Each entry below is to be transcribed exactly.

[Start PROVIDED ENTRIES]

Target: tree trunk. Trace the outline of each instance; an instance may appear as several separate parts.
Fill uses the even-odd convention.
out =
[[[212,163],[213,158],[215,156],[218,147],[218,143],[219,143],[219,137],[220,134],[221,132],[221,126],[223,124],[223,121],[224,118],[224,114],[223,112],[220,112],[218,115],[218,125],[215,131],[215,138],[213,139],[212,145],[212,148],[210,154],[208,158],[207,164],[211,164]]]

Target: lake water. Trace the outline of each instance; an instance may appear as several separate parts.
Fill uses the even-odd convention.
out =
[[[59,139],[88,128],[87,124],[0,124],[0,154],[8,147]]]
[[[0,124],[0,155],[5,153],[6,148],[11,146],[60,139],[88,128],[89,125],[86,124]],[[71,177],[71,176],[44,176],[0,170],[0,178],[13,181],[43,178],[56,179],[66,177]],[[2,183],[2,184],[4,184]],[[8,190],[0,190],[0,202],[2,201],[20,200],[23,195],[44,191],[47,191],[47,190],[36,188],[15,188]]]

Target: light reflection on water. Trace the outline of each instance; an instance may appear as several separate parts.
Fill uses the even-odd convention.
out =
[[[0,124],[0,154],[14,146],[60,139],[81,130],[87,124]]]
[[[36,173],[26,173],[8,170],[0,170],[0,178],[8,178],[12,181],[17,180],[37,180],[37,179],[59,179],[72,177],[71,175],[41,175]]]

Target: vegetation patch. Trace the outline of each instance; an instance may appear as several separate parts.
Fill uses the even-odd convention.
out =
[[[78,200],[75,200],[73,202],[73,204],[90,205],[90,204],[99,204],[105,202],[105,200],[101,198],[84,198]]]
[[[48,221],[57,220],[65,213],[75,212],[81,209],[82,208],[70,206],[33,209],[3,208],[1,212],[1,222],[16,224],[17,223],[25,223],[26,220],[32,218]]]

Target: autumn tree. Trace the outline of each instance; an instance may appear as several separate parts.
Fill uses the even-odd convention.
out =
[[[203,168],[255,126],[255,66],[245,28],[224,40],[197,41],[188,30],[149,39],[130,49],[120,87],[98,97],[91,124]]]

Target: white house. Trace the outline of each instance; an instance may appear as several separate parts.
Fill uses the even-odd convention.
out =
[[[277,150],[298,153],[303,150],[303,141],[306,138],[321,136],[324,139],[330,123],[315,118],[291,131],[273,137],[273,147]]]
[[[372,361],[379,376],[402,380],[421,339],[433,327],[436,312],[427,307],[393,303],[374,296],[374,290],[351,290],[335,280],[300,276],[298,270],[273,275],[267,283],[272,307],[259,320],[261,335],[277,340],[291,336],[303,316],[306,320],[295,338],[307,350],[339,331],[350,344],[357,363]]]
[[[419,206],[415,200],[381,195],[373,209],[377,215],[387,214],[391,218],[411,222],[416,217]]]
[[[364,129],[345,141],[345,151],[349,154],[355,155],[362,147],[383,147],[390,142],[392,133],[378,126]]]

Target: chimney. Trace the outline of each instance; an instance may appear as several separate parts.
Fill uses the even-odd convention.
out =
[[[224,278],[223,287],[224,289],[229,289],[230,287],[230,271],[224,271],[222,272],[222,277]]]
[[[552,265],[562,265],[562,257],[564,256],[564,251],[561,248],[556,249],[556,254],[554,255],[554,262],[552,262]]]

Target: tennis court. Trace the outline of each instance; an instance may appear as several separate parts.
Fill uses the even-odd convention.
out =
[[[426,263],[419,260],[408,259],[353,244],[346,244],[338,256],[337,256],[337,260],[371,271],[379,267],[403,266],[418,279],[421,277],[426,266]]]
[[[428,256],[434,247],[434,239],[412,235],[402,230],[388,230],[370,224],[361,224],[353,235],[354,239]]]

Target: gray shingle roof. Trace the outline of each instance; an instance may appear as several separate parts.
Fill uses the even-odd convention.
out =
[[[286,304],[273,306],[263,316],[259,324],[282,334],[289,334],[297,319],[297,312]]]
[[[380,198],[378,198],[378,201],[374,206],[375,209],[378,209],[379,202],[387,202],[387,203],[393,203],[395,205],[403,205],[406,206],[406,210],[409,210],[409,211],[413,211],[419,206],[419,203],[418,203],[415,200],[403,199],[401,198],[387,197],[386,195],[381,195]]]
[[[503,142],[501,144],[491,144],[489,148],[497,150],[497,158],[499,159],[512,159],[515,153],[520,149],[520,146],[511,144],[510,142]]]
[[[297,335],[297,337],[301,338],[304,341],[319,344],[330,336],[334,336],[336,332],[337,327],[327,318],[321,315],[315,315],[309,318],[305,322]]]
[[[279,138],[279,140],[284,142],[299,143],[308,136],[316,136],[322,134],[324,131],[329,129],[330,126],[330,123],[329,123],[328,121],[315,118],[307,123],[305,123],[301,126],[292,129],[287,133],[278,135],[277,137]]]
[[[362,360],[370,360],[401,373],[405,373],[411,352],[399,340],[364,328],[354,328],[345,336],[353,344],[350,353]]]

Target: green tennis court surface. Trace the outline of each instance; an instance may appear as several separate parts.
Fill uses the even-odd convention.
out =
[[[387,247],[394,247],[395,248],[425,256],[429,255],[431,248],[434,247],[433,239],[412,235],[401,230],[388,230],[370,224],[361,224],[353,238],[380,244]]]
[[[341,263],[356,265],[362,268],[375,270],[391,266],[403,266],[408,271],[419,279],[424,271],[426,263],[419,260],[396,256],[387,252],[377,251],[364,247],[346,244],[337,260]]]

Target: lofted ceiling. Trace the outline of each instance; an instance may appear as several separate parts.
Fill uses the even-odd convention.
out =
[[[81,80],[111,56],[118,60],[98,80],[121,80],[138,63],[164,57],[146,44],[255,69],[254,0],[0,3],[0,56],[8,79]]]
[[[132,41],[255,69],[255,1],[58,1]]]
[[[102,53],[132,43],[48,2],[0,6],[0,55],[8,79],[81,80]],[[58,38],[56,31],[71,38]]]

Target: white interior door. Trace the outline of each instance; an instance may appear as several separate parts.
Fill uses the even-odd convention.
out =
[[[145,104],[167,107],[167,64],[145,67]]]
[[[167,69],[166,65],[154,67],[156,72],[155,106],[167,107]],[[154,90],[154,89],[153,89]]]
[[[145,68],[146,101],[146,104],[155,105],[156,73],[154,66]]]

[End PROVIDED ENTRIES]

▸ RESULT FOR THIS EXERCISE
Target: tree trunk. Trace the outline of each instance; an instance may appear as several separate parts.
Fill uses the even-odd convention.
out =
[[[212,163],[213,158],[215,156],[218,147],[218,143],[219,143],[219,137],[220,134],[221,132],[221,126],[223,124],[223,121],[224,118],[224,114],[223,112],[220,112],[218,115],[218,125],[215,131],[215,138],[213,139],[212,145],[212,148],[210,154],[208,158],[207,164],[211,164]]]

Target: lake water. Trace the outline of each instance; an instance may appear as several separate parts.
Fill uses the even-odd convention.
out =
[[[59,139],[88,128],[87,124],[0,124],[0,154],[8,147]]]
[[[0,124],[0,155],[5,153],[6,148],[11,146],[60,139],[88,128],[89,125],[86,124]],[[71,177],[71,176],[44,176],[0,170],[0,178],[13,181],[43,178],[56,179],[66,177]],[[2,183],[2,184],[4,184]],[[8,190],[0,190],[0,202],[2,201],[20,200],[23,195],[44,191],[47,191],[47,190],[36,188],[15,188]]]

Target: light reflection on water. Trace the outline of each instance; an instance may appear as several separate parts.
Fill uses the even-odd convention.
out =
[[[0,124],[0,154],[14,146],[60,139],[81,130],[87,124]]]
[[[36,173],[26,173],[8,170],[0,170],[0,178],[8,178],[12,181],[17,180],[37,180],[37,179],[59,179],[72,177],[71,175],[41,175]]]

Target: vegetation patch. Trace the outline of each instance; an instance may appear as several separate parts.
Fill uses the even-odd convention.
out =
[[[78,200],[75,200],[73,202],[73,204],[90,205],[90,204],[99,204],[105,202],[105,200],[101,198],[84,198]]]
[[[48,221],[57,220],[65,213],[75,212],[81,209],[82,208],[70,206],[33,209],[3,208],[1,212],[1,222],[16,224],[17,223],[25,223],[26,220],[32,218]]]

Target: autumn tree. Trace the outline of each instance; an instance may appear as several separate parts.
Fill uses the even-odd convention.
out =
[[[203,168],[255,126],[255,66],[245,28],[224,40],[197,41],[188,30],[149,39],[130,49],[120,87],[98,97],[91,124]]]

Target: white house. Trace the outline of each instance; an instance may appear as several separate parts.
Fill uses the even-odd convention.
out =
[[[277,150],[298,153],[303,150],[303,141],[306,138],[321,136],[324,139],[330,123],[315,118],[291,131],[273,137],[273,147]]]
[[[372,361],[379,376],[402,380],[421,339],[433,327],[436,312],[427,307],[393,303],[374,296],[374,290],[351,290],[335,280],[300,276],[298,270],[273,275],[267,283],[272,307],[259,320],[261,335],[277,340],[291,336],[303,316],[306,320],[295,338],[307,350],[339,331],[350,344],[357,363]]]
[[[419,206],[415,200],[381,195],[373,209],[377,215],[387,214],[391,218],[411,222],[416,217]]]
[[[364,129],[345,141],[345,151],[349,154],[355,155],[362,147],[383,147],[390,142],[392,133],[378,126]]]

Target: chimney. Trace the outline of each instance; an instance may appear as several separate parts.
Fill uses the even-odd convention.
out =
[[[224,278],[223,287],[224,289],[229,289],[230,287],[230,271],[224,271],[222,272],[222,277]]]
[[[552,265],[562,265],[562,257],[564,256],[564,251],[561,248],[556,249],[556,254],[554,255],[554,262],[552,262]]]

Target: tennis court. Trace the outline of each instance; an instance may appear as several separate parts.
Fill uses the even-odd convention.
out =
[[[426,263],[419,260],[408,259],[353,244],[346,244],[338,256],[337,256],[337,260],[371,271],[379,267],[403,266],[418,279],[421,277],[426,266]]]
[[[428,256],[434,247],[434,239],[412,235],[402,230],[388,230],[370,224],[361,224],[353,235],[354,239]]]

Target: gray shingle roof. Trace the outline of each instance; an instance may appear as several separate parts.
Fill uses the even-odd convention.
out =
[[[286,304],[273,306],[263,316],[259,324],[282,334],[289,334],[297,319],[297,312]]]
[[[380,198],[378,198],[378,201],[374,206],[375,209],[378,209],[379,202],[387,202],[387,203],[393,203],[395,205],[403,205],[406,206],[406,210],[409,210],[409,211],[413,211],[419,206],[419,203],[418,203],[415,200],[403,199],[401,198],[387,197],[386,195],[381,195]]]
[[[503,142],[501,144],[491,144],[489,148],[497,150],[497,158],[499,159],[512,159],[515,153],[520,149],[520,146],[511,144],[510,142]]]
[[[297,335],[297,337],[301,338],[304,341],[319,344],[330,336],[334,336],[336,332],[337,327],[327,318],[321,315],[315,315],[309,318],[305,322]]]
[[[279,138],[279,140],[284,142],[299,143],[308,136],[316,136],[322,134],[324,131],[329,129],[330,126],[330,123],[329,123],[328,121],[315,118],[307,123],[305,123],[301,126],[292,129],[287,133],[278,135],[277,137]]]
[[[362,360],[370,360],[401,373],[405,373],[411,352],[399,340],[364,328],[354,328],[345,336],[353,344],[350,353]]]

Target: green tennis court surface. Trace the outline of each instance; an instance may appear as several separate parts.
Fill uses the even-odd convention.
out =
[[[387,247],[394,247],[395,248],[425,256],[429,255],[431,248],[434,247],[433,239],[412,235],[401,230],[388,230],[370,224],[361,224],[353,238],[380,244]]]
[[[341,263],[356,265],[362,268],[375,270],[391,266],[403,266],[408,271],[419,279],[424,271],[426,263],[419,260],[396,256],[387,252],[377,251],[364,247],[346,244],[337,260]]]

Target: lofted ceiling. Trace the outline of each instance; an instance may appear as several separate parts.
Fill uses the even-odd convention.
out =
[[[81,80],[111,56],[118,60],[98,80],[121,80],[138,63],[164,57],[146,44],[255,69],[254,0],[0,3],[0,56],[8,79]]]
[[[132,41],[255,69],[255,1],[58,1]]]
[[[102,53],[132,43],[48,2],[0,6],[0,55],[8,79],[81,80]],[[58,38],[56,31],[71,38]]]

Target: white interior door. Trace the outline of each instance; an instance may appear as several separate parts.
Fill uses the even-odd convention.
out =
[[[145,104],[167,107],[167,64],[145,67]]]
[[[167,69],[166,65],[154,67],[156,72],[155,106],[167,107]],[[154,90],[154,89],[153,89]]]
[[[145,68],[146,101],[146,104],[155,105],[156,73],[154,66]]]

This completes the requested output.